*Given exercise A*
Decide whether each statement agrees with the honeymoon diamond passage. Answer yes or no for each, and quote the deciding words from the passage. (i) The on-board jewelry store had exactly the diamond that was wanted. (ii) The requested diamond is emerald cut. (iii) Such a diamond would fit most newlywed budgets.
*Given exercise B*
Carry on the honeymoon diamond passage, starting after its final sentence.

Imagine this. You are on your honeymoon cruise. You visit the on-board jewelry store and see they have some beautiful diamonds. But they don’t have exactly what you want. So, you ask if they have something that meets your very specific requirements. You want a 15-20 carat diamond, emerald cut, high quality, color D, E, or F with a G.I.A. certificate. As anyone who has purchased a diamond ring will know, such a diamond would truly be a thing to behold and would be far outside most newlywed budgets. But you are no ordinary newlywed.

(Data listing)
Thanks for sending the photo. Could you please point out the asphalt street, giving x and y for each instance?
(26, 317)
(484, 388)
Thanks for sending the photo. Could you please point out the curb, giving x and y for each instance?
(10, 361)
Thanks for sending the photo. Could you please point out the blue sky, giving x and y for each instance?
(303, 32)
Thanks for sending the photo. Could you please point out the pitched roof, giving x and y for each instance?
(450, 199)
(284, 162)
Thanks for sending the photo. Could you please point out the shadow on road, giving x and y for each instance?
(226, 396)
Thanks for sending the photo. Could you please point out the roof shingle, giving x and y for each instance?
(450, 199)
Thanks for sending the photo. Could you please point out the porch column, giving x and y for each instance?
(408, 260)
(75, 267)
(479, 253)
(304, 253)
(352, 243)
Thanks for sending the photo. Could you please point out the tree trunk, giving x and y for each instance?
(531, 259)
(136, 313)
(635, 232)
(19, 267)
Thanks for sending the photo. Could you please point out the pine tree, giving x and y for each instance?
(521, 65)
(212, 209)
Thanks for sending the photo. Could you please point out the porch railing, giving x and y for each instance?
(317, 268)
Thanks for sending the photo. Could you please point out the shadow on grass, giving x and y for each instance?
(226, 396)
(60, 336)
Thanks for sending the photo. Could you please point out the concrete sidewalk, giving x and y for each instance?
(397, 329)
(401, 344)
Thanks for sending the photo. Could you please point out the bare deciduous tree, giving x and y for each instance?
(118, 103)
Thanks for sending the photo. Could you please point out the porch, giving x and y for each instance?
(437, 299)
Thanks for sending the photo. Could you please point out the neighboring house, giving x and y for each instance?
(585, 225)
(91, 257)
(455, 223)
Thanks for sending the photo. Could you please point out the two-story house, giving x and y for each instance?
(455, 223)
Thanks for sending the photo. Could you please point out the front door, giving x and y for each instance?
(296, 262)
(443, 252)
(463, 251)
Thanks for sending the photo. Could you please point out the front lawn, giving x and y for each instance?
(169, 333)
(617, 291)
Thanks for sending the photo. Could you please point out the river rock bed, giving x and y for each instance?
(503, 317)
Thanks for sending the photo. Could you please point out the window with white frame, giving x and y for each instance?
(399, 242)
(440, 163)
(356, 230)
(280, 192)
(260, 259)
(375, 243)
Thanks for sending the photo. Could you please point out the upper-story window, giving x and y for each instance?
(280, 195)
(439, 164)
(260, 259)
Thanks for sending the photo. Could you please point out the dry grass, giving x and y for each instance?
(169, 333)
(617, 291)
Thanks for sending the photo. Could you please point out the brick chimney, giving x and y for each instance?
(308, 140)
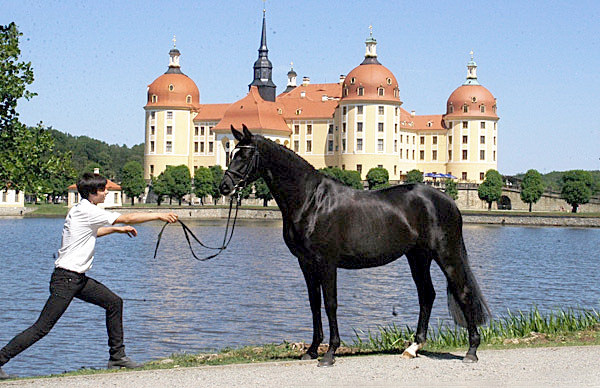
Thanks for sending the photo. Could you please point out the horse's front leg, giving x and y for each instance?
(314, 296)
(329, 285)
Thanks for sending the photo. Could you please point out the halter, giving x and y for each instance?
(238, 197)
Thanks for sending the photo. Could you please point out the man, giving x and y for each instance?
(84, 223)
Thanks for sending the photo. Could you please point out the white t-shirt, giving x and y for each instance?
(79, 235)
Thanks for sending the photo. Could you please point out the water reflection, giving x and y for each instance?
(254, 292)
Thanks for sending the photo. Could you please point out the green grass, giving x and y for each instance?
(507, 329)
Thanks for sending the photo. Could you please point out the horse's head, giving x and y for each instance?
(243, 168)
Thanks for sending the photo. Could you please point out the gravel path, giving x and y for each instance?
(543, 367)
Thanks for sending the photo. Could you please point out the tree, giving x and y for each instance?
(132, 182)
(378, 177)
(26, 153)
(490, 190)
(262, 191)
(203, 183)
(451, 189)
(217, 173)
(414, 176)
(577, 188)
(532, 187)
(180, 183)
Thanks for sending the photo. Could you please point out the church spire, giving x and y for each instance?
(471, 72)
(263, 69)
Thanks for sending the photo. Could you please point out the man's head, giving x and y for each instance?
(90, 184)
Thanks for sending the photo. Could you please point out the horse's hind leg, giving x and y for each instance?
(313, 285)
(420, 263)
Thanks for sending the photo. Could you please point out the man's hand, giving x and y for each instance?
(168, 217)
(130, 230)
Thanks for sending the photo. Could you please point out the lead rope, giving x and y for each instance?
(187, 230)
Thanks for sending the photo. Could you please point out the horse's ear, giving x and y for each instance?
(237, 134)
(247, 132)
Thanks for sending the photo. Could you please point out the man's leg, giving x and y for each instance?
(96, 293)
(62, 290)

*Exercise result A*
(i) No: "But they don’t have exactly what you want."
(ii) Yes: "emerald cut"
(iii) No: "would be far outside most newlywed budgets"

*Exercise result B*
The ship’s store doesn’t have anything, but they contact their corporate office. The corporate office, in turn, reaches out to their diamond vendor. The vendor then reaches out to a diamond broker in New York who happens to have 2 stones available meeting your requirements. One is 20.64 carats, D Color, VVS2 clarity and GIA certified. The other is 20.73 carats, E color, VVS2 clarity and GIA certified. The diamond broker sends the list back through the channels. Eventually, the list is emailed to the on-board jewelry company’s main office stating, “These prices are ship sailing prices based on the lowest tier diamond margin we have. Let me know if you have any questions.” It then lists the two available stones – the first with a “selling price $235,000”; the second with a “selling price $245,000.” The main office forwards this information to the shipboard salesperson who offers these stones at the stated price to you. Neither the store’s main office nor the shipboard salesperson had ever sold a diamond like this before, and neither of them realized that the price was “per carat.”
You, also not being a true expert in gemology, asked your sister (who is a graduate gemologist) for her opinion. She says something seems off because a diamond of that size should be worth millions and so she suggests not buying it. But you, being excited to buy your new bride such a beautiful stone at a seemingly great price, go ahead and sign a contract to buy one of the stones, and you pay with your American Express card. Because you are not an ordinary newlywed, the charge goes through.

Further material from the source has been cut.